§ **BRIEF**
Every entry in the data below needs to be repeated exactly.

(Referring expression pointing data)
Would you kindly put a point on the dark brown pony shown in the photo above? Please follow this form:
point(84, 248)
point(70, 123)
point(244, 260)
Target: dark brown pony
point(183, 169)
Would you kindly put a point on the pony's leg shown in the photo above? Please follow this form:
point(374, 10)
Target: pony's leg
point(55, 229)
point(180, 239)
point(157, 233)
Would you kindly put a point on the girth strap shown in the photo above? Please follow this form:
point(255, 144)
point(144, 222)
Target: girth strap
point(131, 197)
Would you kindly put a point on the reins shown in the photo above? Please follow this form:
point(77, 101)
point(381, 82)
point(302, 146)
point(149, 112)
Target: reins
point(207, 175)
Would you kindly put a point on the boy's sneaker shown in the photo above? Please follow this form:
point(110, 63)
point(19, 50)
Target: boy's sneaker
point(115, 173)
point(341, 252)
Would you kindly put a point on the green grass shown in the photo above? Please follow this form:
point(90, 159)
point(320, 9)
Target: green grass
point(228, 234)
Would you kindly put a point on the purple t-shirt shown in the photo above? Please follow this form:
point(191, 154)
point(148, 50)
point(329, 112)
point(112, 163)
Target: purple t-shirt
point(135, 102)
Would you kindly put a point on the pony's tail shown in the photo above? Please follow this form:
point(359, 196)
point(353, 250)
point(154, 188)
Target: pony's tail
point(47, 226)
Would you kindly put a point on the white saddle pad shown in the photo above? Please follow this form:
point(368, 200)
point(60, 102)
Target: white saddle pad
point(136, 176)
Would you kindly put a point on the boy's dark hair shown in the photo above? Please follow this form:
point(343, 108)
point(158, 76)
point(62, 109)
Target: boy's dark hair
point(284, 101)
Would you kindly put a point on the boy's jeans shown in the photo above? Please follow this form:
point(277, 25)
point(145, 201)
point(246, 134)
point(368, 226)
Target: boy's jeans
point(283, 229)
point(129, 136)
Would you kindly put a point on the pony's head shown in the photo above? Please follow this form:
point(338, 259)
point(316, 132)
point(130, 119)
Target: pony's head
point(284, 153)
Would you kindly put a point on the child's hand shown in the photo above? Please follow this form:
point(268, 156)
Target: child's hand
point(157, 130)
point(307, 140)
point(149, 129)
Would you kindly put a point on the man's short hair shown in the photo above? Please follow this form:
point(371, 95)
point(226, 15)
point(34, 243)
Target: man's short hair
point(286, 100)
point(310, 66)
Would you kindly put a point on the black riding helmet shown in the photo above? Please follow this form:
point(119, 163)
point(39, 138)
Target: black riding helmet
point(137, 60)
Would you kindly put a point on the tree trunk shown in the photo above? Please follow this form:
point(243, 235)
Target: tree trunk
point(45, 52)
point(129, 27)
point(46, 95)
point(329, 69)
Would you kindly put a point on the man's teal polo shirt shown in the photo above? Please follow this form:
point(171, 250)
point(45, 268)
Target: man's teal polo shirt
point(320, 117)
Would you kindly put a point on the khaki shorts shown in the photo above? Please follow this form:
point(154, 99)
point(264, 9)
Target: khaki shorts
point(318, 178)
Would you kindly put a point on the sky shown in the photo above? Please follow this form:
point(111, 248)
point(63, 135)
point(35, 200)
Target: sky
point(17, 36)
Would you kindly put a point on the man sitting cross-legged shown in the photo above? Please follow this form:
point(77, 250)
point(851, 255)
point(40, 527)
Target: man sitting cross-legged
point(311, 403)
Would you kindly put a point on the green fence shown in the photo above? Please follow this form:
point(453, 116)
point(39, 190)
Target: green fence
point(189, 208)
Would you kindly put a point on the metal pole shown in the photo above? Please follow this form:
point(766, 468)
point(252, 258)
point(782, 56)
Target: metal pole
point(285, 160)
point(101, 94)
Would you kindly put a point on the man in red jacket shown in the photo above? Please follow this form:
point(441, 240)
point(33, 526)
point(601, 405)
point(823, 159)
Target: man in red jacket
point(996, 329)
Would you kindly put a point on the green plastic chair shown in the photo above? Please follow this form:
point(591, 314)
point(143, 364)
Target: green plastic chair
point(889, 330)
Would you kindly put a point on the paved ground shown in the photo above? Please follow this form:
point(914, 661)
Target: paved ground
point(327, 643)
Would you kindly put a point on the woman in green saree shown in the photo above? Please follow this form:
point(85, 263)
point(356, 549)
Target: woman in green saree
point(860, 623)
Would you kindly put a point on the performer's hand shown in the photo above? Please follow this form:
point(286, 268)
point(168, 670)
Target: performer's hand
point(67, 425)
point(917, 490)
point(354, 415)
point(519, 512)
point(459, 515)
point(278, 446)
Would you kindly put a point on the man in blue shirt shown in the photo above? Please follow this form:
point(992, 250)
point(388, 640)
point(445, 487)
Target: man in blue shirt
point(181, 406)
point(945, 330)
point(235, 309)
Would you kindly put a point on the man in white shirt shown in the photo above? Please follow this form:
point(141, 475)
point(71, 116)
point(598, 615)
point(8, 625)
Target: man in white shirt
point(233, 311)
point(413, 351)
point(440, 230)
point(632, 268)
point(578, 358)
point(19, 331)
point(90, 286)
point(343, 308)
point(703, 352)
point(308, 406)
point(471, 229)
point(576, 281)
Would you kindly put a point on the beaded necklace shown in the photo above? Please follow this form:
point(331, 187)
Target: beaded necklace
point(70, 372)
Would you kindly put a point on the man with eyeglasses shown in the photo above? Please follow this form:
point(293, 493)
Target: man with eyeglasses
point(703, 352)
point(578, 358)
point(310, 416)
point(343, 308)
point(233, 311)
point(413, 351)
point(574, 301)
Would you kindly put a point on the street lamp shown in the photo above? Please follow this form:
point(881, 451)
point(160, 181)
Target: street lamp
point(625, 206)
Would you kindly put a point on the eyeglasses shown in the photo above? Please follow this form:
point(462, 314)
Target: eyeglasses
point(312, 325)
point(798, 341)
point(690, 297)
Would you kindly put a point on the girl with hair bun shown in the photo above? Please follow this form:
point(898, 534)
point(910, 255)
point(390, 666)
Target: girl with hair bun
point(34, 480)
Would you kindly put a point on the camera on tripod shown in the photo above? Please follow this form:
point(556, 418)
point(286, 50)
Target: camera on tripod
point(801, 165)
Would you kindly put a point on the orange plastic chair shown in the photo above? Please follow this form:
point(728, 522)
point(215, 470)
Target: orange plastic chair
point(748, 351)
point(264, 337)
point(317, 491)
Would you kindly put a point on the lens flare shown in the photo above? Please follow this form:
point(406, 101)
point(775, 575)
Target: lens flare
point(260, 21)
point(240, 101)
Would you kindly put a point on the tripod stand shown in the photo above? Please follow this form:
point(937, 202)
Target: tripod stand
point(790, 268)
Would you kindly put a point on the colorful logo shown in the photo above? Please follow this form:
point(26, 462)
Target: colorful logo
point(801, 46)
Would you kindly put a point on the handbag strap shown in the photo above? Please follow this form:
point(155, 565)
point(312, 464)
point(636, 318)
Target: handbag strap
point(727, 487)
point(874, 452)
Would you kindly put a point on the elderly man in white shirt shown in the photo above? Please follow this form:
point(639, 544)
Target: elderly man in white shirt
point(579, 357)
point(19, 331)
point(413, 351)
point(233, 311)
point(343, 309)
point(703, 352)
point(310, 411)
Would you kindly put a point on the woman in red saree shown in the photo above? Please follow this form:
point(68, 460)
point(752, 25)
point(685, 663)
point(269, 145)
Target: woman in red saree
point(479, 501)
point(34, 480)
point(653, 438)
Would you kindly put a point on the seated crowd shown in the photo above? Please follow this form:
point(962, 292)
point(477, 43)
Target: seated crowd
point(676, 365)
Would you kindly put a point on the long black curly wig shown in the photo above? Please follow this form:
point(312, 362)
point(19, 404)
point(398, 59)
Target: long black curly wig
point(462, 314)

§ **SOLUTION TO THE PROBLEM**
Would you kindly put a point on the dark brown pony shown in the photo above? Please follow this form:
point(84, 248)
point(70, 123)
point(244, 260)
Target: dark brown pony
point(183, 169)
Would you kindly put a point on the pony's leg shown in the photo above? Please follow this form:
point(374, 10)
Target: pony's leg
point(55, 229)
point(180, 239)
point(157, 233)
Would you kindly put a point on the girth strap shown in the photo above? Please follow this form:
point(255, 144)
point(144, 222)
Target: girth strap
point(131, 197)
Would you kindly put a point on the reins shown in the photo above? Please follow this form:
point(77, 101)
point(381, 82)
point(302, 146)
point(149, 112)
Target: reins
point(207, 175)
Would you kindly put a point on the boy's sneaker shown in the photo above? Please follow this form:
point(110, 63)
point(19, 50)
Target: boy's sneaker
point(115, 173)
point(341, 252)
Would you kindly put a point on the green grass shown in the photo above? Please follow this form:
point(90, 159)
point(320, 9)
Target: green grass
point(228, 234)
Would you kindly put a point on the purple t-shirt shown in the photo above? Please follow this form:
point(191, 154)
point(148, 50)
point(329, 112)
point(112, 163)
Target: purple t-shirt
point(135, 102)
Would you kindly put a point on the pony's tail shown in the photo above? Please follow this form:
point(359, 196)
point(353, 250)
point(154, 188)
Target: pony's tail
point(47, 226)
Would you kindly put a point on the white saddle pad shown in the photo above? Please follow this form:
point(368, 200)
point(60, 102)
Target: white saddle pad
point(136, 176)
Would you kindly put a point on the boy's dark hair shown in the photo above? Please follow this form:
point(343, 108)
point(158, 76)
point(62, 109)
Target: boy's dark hair
point(284, 101)
Would you kindly put a point on the boy's jeans shown in the photo above? Please follow this form:
point(277, 25)
point(145, 201)
point(246, 134)
point(368, 226)
Target: boy's jeans
point(283, 229)
point(129, 136)
Would you kindly put a point on the pony's head shown in the photo above? Please follow this form:
point(338, 259)
point(316, 132)
point(130, 119)
Target: pony's head
point(284, 153)
Would you kindly put a point on the child's hand shown in the photo above? Please follow this form:
point(268, 156)
Target: child's hand
point(157, 130)
point(307, 140)
point(149, 129)
Would you kindly put a point on the man's short hair shown in the photo above? Please follow this form:
point(371, 95)
point(226, 15)
point(34, 243)
Target: man's short hair
point(286, 100)
point(310, 66)
Would you kindly put a point on the black riding helmet shown in the photo above? Please follow this form:
point(119, 163)
point(39, 138)
Target: black riding helmet
point(137, 60)
Would you kindly put a point on the tree trunk shown in the photo above? Please follow this form:
point(243, 235)
Target: tree trunk
point(45, 52)
point(129, 27)
point(46, 95)
point(329, 69)
Would you kindly put a point on the man's teal polo shirt shown in the photo above? Please follow this form:
point(171, 250)
point(45, 268)
Target: man's teal polo shirt
point(320, 117)
Would you kindly put a point on the khaki shorts shown in the photo above? Please follow this form:
point(154, 99)
point(264, 9)
Target: khaki shorts
point(318, 178)
Would you kindly put a point on the sky shown in the photo above? Please follow this form:
point(111, 248)
point(63, 135)
point(35, 200)
Target: sky
point(17, 36)
Would you kindly put a point on the man sitting cross-legged shown in the photo above? Please follow this form:
point(77, 250)
point(851, 255)
point(40, 527)
Target: man sitting cross-legged
point(311, 403)
Would you kindly put a point on the green fence shown in the photo above? Please follow this form:
point(453, 116)
point(39, 190)
Target: green fence
point(189, 208)
Would you kindly put a point on the metal pole shown in the photo above? Please follow this form:
point(766, 468)
point(252, 258)
point(782, 56)
Target: metal pole
point(285, 160)
point(101, 94)
Would you kindly put a point on the man in red jacket shown in the photo above? Please follow this form:
point(441, 240)
point(33, 526)
point(601, 405)
point(823, 159)
Target: man in red jacket
point(996, 329)
Would you kindly put a point on the green plastic chair shown in the photo above? Please follow this form:
point(591, 314)
point(143, 364)
Target: green plastic chair
point(889, 330)
Would you kindly put a point on the paved ground shown in the photo above? Please follow this form:
point(914, 661)
Target: paved ground
point(327, 643)
Would you kindly put a point on the woman in green saree shown in the photo above? Please follow this form:
point(85, 263)
point(356, 549)
Target: woman in green saree
point(860, 623)
Would you kindly put a point on the performer's hand shown in the photo above? Please follow this form:
point(286, 268)
point(168, 670)
Target: performer's hand
point(67, 425)
point(917, 490)
point(354, 415)
point(519, 512)
point(459, 515)
point(278, 446)
Would you kindly put a point on the man in blue shirt shown in the photo above? Please follow this form:
point(992, 250)
point(388, 640)
point(445, 487)
Target: man in blue shirt
point(181, 406)
point(945, 330)
point(235, 309)
Would you kindly put a point on the man in white shirt shown in the photo above? Please follow this form:
point(141, 475)
point(71, 116)
point(598, 615)
point(8, 625)
Target: man in white shirt
point(233, 311)
point(413, 351)
point(440, 230)
point(632, 268)
point(578, 358)
point(19, 331)
point(90, 286)
point(343, 308)
point(703, 352)
point(308, 406)
point(471, 229)
point(576, 281)
Would you kindly put a point on the beaded necklace shown in the photo above? Please follow this form:
point(331, 187)
Target: beaded necklace
point(70, 372)
Would you kindly put a point on the man with eyeglasses shown in the photo above? Please follow this form:
point(293, 493)
Target: man with eyeglasses
point(703, 352)
point(578, 358)
point(310, 416)
point(343, 308)
point(233, 311)
point(413, 351)
point(574, 301)
Would you kindly put a point on the street lamp shown in the photo above? Please follow this form:
point(881, 451)
point(160, 181)
Target: street lamp
point(625, 206)
Would you kindly put a point on the eyeglasses shown in the photo above? Please follow this form:
point(462, 314)
Target: eyeglasses
point(312, 325)
point(798, 341)
point(690, 297)
Would you kindly put a point on the girl with hair bun shown in the photo above? Please follow this form:
point(898, 534)
point(910, 255)
point(390, 666)
Target: girl with hair bun
point(34, 480)
Would you kindly put a point on the camera on tripod shown in the photo above? Please follow this form:
point(556, 418)
point(286, 50)
Target: camera on tripod
point(801, 165)
Would you kindly put a point on the orange plastic chair shown in the photo above? Please follow this form:
point(728, 522)
point(215, 470)
Target: orange plastic chair
point(748, 351)
point(264, 337)
point(317, 491)
Would you kindly put a point on the lens flare shown in the photo above? Please follow this form:
point(406, 101)
point(775, 575)
Target: lens flare
point(260, 21)
point(240, 101)
Would you kindly put a point on the tripod stand shown in the photo above? Please follow this form:
point(937, 202)
Target: tripod stand
point(790, 268)
Would you kindly put a point on the colorful logo shown in the photo above? Please follow this form:
point(26, 462)
Target: colorful logo
point(801, 46)
Would you kindly put a point on the handbag strap shown in the photo above? Please follow this form:
point(155, 565)
point(312, 464)
point(636, 318)
Target: handbag strap
point(727, 487)
point(874, 452)
Would you kindly put a point on the elderly man in white shirt shown in the photo above? Please follow this form:
point(639, 544)
Target: elderly man in white shirt
point(579, 357)
point(19, 331)
point(413, 351)
point(233, 311)
point(343, 309)
point(703, 352)
point(310, 411)
Would you kindly put a point on the woman in red saree shown in the photo above? Please follow this form:
point(68, 460)
point(752, 25)
point(685, 663)
point(269, 145)
Target: woman in red saree
point(479, 501)
point(34, 480)
point(653, 438)
Would you kindly put a point on the seated crowd shown in the photo above? Please follow this form:
point(962, 292)
point(477, 43)
Target: seated crowd
point(676, 365)
Would you kindly put a point on the long black curly wig shown in the photo above? Please follow this form:
point(312, 362)
point(19, 404)
point(398, 59)
Target: long black curly wig
point(462, 314)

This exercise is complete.